Give the lines again, unchanged, starting with the line containing "Guideline — for every instance of the pendant light shade, put" and ending with the last line of the data below.

[Extracted data entries]
■ ■ ■ ■ ■
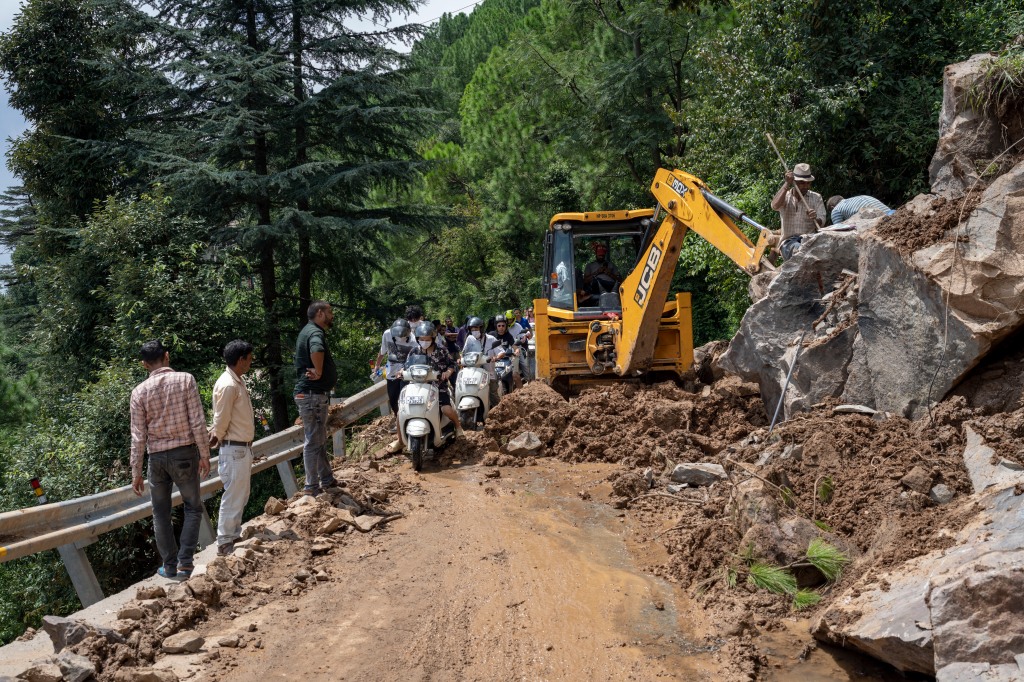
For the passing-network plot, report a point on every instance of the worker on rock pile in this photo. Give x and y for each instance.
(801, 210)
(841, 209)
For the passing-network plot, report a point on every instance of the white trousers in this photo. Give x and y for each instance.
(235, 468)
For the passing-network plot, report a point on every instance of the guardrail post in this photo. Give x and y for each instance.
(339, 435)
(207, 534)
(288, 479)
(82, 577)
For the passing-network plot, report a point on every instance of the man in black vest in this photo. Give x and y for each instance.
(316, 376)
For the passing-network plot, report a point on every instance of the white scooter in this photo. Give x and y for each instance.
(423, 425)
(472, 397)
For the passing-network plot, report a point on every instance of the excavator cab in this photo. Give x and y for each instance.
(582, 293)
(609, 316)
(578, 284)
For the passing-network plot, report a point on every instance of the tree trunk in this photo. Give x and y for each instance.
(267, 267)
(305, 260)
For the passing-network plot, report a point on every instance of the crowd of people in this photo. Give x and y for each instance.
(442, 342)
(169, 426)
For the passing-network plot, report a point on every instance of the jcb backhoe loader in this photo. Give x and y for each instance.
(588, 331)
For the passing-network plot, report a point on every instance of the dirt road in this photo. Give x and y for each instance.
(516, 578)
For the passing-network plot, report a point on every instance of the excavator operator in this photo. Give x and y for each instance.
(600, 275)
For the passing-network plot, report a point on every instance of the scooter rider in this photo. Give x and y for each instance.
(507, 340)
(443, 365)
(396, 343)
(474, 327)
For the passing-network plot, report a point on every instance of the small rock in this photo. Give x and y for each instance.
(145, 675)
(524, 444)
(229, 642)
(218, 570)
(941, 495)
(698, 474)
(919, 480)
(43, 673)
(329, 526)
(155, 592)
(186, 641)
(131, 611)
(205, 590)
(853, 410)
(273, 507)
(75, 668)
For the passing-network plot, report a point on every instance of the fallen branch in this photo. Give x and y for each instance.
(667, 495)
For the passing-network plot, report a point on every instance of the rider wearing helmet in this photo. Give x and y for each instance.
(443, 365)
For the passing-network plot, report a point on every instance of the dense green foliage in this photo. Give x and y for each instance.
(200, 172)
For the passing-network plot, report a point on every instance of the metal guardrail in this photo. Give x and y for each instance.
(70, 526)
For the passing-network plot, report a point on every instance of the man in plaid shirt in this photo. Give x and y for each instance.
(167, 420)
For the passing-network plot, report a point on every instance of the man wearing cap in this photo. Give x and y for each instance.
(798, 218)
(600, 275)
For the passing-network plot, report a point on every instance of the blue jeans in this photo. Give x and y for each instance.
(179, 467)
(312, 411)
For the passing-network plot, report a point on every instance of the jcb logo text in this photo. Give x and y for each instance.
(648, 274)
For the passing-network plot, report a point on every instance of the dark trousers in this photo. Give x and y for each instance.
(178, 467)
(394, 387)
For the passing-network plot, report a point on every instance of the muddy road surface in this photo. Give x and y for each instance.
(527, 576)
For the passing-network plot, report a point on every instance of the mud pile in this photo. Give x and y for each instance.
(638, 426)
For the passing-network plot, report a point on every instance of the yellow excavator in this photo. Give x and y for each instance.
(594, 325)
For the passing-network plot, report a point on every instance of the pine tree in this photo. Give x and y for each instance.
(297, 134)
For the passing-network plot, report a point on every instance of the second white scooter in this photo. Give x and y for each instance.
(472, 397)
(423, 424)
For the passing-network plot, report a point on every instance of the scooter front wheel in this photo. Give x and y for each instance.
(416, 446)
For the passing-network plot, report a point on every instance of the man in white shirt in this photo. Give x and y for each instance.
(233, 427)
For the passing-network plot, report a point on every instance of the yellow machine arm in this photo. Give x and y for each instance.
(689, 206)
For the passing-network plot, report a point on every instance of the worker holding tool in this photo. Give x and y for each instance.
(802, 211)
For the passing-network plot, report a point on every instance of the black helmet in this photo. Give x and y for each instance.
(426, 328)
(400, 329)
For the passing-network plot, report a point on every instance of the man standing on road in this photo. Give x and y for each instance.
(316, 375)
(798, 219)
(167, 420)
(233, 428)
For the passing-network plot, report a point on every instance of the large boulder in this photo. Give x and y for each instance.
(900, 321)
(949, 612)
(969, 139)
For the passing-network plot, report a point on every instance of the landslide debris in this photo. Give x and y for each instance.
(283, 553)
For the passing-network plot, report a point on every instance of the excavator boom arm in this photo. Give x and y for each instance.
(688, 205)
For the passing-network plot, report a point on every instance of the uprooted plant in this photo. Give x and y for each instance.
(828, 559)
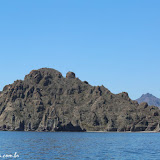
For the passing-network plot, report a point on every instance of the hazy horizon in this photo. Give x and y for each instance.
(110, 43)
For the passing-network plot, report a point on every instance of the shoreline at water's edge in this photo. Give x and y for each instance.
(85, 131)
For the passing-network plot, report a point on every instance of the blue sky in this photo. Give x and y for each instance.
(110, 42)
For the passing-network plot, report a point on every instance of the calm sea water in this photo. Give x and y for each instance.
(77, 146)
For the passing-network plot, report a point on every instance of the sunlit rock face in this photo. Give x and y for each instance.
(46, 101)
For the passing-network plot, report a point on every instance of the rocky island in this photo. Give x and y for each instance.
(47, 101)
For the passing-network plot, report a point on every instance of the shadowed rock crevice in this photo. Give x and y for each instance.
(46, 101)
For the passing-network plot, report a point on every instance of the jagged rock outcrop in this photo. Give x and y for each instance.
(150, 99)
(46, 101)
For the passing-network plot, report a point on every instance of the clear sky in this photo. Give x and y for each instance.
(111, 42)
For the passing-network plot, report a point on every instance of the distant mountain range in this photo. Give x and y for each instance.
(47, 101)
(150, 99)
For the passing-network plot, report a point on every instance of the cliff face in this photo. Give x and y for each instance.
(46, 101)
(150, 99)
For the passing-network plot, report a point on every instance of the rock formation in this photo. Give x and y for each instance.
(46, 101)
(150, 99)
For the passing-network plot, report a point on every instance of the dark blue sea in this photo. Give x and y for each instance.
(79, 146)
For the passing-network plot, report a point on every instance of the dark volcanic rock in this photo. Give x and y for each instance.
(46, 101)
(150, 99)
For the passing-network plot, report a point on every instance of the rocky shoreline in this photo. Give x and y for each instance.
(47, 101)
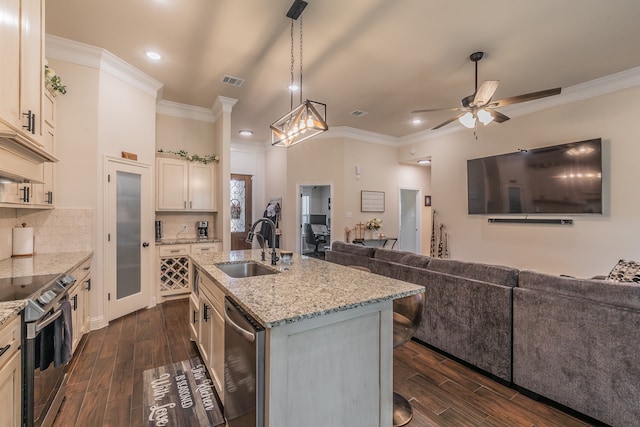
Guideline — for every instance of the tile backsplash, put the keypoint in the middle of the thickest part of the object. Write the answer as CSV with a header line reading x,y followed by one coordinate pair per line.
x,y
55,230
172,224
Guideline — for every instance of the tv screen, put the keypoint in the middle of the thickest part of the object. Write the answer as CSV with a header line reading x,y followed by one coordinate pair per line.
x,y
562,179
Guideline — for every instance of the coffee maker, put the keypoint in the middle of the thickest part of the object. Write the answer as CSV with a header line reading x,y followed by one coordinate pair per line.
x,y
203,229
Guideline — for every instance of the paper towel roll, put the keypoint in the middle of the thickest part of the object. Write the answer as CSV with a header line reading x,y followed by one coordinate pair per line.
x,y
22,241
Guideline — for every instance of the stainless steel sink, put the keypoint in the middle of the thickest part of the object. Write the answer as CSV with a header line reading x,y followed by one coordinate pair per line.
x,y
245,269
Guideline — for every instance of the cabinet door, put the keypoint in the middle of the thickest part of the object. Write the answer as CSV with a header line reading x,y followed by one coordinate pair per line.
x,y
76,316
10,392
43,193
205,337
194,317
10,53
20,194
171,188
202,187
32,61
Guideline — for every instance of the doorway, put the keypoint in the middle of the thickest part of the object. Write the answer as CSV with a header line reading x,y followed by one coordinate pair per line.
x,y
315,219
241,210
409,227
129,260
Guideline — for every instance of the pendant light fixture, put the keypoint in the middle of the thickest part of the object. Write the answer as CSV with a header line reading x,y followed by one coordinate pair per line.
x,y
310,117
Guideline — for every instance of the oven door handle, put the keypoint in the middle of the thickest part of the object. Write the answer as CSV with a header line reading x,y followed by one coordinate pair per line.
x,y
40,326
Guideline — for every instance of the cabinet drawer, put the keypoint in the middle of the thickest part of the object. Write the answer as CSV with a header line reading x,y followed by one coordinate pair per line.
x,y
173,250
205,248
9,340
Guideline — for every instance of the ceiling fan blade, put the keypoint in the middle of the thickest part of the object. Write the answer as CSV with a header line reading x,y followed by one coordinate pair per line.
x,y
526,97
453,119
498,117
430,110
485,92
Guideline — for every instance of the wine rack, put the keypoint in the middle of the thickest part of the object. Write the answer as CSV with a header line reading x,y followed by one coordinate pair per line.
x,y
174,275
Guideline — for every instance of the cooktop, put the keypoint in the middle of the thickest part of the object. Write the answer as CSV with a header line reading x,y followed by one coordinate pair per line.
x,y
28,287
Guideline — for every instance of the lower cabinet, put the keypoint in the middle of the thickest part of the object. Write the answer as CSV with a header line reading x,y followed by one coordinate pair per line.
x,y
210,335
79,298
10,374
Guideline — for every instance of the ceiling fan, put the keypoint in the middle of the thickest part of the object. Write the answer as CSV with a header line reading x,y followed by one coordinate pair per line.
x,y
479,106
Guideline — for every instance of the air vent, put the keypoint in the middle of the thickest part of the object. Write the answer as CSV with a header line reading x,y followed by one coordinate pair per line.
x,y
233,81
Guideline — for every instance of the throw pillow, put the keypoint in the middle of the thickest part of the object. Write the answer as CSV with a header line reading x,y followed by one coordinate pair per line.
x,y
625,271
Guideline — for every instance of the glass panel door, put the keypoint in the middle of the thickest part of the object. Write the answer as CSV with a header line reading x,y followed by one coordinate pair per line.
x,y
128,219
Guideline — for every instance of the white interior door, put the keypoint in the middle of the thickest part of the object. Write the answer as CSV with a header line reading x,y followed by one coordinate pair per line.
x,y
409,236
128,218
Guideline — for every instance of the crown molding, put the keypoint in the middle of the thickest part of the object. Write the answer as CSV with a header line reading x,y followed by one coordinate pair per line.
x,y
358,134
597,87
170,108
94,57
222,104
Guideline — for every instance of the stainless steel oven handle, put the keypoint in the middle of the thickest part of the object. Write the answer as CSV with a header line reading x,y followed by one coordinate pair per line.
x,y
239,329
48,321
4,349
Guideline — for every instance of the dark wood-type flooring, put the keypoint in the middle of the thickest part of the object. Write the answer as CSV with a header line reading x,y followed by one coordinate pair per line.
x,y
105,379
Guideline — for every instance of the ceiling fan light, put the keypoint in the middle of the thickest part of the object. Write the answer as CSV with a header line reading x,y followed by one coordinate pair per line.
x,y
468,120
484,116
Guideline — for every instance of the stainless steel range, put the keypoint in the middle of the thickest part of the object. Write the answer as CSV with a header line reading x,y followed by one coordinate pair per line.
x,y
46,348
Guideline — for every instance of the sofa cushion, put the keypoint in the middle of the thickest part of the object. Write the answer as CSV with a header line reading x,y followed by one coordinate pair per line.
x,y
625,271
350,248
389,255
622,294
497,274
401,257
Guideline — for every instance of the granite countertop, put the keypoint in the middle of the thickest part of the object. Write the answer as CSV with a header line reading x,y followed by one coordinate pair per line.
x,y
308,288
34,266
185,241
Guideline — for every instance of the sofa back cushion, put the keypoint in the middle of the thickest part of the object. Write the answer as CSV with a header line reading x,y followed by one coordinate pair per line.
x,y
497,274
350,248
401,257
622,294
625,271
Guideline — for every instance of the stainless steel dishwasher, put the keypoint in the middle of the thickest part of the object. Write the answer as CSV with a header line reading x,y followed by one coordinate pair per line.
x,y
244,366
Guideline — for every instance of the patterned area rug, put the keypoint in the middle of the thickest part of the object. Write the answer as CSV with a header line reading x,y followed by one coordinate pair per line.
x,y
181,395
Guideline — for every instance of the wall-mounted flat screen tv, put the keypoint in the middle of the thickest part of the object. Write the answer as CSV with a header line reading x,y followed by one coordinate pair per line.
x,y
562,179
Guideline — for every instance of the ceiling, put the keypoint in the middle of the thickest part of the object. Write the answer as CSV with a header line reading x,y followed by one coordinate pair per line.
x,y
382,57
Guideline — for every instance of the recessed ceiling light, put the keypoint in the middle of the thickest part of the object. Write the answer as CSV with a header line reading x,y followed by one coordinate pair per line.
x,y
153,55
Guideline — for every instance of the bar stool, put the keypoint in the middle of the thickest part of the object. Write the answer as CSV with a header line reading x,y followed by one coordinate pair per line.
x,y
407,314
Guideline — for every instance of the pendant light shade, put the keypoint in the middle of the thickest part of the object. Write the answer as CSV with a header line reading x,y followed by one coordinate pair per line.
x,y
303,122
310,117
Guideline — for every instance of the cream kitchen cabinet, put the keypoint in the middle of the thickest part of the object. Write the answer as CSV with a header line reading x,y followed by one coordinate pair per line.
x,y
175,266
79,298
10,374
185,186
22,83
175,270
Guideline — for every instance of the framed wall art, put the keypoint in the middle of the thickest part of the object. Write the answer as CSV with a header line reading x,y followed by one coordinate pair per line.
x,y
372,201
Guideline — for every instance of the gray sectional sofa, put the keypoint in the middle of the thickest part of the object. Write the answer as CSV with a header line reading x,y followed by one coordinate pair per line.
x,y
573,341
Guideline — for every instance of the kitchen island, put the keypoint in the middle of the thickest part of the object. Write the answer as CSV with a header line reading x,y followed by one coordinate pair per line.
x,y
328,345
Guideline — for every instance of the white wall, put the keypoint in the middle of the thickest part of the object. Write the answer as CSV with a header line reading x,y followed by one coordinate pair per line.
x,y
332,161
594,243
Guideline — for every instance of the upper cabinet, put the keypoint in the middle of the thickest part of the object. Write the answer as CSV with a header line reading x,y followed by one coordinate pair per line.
■ ■ ■ ■ ■
Completed exercise -
Guideline — for every instance of the pendant light shade, put the keypoint in the middle of the thickest part of the object. Write the answer as CSV with a header line reading x,y followed by one coordinate pair per line.
x,y
303,122
310,117
Guideline — for every instance of the cream kitchen cabinet, put the keypoint in the middle of the thickest part of the object. Write the answer as CSV with a header line reading x,y followed by one coordinate pair per line.
x,y
175,266
79,298
10,374
185,186
22,83
175,270
Guideline — for every instance of the framed wall art, put the keypoint in the middle of the thickest part of the object. Write the answer as CSV with a header line reading x,y followed by one coordinate pair per line.
x,y
372,201
Guideline — for every instance of the gray sectional sofa, put the keypoint in the middle of the thickest part of the object. Write the answer as CSV with a header line reading x,y followed by one coordinate pair per line.
x,y
573,341
Guideline — for every instance of the kitchen island, put the keypoint in the middle of the thickest part of the object. Write the answer as CSV with a header line reading x,y followed by one coordinate pair per line.
x,y
328,345
Guideline — for every instance of the white wall, put the keypoint in the middle of the thickest part of the object. Write the answer as CSV with a header line reading x,y followed by one coordinate pair per line.
x,y
332,161
594,243
Guideline — for every instance of the upper cabinet, put the keypoint in the middle of the thickest part of the object. Write the answer as CSV with a header line reading x,y followed by one coordinate pair per line.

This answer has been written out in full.